» WORK INSTRUCTIONS: Using the entries that follow, state how many lines contain "lamp", with no other words.

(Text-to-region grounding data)
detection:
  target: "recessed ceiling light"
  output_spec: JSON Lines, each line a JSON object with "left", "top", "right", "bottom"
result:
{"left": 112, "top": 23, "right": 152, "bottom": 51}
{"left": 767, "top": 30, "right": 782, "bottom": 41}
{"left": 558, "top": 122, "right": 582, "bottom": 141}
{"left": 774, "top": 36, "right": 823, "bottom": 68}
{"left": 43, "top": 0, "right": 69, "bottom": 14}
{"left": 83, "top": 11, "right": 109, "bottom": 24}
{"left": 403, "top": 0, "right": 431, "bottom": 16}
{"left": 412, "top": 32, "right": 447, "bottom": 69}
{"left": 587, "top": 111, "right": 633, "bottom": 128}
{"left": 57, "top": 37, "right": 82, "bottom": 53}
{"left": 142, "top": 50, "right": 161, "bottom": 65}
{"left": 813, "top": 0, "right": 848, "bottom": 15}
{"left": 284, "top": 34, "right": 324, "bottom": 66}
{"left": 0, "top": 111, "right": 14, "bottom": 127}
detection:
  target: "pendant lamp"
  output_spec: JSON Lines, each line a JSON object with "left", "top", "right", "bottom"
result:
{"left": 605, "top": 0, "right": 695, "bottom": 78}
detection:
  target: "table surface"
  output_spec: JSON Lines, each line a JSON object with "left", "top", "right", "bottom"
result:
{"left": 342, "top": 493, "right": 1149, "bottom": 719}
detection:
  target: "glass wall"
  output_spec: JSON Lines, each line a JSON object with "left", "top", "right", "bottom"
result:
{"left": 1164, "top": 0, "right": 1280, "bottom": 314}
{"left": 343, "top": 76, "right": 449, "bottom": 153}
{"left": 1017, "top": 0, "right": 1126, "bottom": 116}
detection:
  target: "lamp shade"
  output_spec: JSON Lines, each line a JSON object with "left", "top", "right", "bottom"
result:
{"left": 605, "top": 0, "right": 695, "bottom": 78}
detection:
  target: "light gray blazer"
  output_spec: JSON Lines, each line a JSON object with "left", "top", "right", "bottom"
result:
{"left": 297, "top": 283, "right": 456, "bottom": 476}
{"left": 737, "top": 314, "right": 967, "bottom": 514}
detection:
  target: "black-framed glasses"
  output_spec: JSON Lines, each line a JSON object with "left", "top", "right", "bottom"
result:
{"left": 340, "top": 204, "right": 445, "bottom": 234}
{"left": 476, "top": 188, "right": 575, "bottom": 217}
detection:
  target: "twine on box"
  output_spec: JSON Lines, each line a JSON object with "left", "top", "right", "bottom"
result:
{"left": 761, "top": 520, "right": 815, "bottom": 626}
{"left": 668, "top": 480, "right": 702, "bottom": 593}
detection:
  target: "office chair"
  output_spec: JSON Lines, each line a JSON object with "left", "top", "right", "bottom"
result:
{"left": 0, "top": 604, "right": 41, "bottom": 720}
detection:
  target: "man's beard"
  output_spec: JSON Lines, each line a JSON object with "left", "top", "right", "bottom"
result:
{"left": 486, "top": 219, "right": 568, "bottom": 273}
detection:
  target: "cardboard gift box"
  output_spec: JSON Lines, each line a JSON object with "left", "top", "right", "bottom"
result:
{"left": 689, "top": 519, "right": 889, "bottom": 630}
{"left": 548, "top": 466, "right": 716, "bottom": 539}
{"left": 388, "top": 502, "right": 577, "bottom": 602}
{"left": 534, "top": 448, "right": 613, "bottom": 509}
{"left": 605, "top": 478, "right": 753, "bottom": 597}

==

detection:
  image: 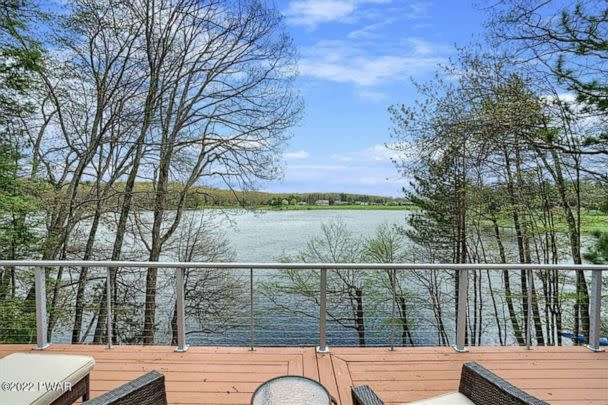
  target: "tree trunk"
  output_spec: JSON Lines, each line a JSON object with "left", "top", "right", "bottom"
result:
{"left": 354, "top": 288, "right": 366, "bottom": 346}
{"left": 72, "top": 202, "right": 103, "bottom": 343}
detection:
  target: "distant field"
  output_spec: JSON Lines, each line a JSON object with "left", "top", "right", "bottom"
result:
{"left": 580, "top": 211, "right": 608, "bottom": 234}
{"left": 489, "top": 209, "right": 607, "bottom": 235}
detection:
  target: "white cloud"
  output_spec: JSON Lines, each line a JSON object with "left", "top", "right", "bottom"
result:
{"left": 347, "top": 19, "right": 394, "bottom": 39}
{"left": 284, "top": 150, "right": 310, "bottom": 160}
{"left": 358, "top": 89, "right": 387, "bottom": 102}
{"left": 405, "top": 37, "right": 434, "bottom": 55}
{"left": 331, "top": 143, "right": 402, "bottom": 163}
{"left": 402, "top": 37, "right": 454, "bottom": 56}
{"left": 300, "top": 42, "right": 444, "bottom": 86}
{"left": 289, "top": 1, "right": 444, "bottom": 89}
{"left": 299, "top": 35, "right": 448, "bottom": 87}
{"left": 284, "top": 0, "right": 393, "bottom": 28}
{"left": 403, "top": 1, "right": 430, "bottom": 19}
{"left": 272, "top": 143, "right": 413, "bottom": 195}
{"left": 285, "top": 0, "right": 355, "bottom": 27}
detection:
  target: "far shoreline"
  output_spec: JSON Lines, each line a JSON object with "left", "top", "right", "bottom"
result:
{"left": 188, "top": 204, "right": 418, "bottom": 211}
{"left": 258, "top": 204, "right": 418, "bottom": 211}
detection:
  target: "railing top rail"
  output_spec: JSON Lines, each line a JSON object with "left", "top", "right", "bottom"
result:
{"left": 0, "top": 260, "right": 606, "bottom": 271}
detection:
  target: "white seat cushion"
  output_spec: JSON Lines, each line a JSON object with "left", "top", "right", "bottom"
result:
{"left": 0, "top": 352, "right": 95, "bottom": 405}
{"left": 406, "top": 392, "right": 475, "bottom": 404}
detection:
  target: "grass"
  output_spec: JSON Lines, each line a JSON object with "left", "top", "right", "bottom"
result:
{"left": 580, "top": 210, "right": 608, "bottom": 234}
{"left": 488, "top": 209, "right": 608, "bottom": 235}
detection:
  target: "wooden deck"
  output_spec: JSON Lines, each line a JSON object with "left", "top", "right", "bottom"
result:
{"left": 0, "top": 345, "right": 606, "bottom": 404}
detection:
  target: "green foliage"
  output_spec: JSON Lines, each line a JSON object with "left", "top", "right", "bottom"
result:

* * *

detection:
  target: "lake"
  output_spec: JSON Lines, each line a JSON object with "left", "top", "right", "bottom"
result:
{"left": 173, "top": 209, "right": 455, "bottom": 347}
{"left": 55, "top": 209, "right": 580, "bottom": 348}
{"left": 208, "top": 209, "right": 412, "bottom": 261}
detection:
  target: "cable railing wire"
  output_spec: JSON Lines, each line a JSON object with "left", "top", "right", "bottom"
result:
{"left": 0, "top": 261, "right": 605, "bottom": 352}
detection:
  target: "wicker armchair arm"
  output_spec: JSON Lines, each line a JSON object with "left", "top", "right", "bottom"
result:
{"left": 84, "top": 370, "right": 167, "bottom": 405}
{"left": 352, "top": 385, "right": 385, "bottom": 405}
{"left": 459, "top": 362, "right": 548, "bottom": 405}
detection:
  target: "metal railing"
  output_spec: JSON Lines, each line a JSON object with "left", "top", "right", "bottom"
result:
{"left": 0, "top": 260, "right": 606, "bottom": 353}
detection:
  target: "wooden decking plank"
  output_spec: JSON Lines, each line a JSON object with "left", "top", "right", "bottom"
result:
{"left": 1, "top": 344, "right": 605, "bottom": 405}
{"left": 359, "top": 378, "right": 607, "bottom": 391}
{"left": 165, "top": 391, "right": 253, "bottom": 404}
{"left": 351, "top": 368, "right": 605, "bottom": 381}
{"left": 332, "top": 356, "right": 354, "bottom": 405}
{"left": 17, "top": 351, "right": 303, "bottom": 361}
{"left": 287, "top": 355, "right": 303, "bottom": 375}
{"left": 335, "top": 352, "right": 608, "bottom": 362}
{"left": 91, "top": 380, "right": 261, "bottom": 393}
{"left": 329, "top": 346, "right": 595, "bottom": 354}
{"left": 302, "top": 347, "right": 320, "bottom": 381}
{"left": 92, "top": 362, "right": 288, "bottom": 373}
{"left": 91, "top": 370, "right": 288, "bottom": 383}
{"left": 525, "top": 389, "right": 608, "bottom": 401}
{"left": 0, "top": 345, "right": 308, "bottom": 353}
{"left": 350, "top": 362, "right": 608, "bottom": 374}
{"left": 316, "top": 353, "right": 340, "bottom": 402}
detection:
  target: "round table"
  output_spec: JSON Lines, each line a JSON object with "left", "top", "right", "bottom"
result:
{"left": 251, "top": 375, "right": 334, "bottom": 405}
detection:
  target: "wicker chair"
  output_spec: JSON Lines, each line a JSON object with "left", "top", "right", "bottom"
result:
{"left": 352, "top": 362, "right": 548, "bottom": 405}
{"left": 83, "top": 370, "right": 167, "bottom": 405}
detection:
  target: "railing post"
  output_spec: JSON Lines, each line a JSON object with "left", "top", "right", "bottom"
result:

» EXERCISE RESPONSE: 2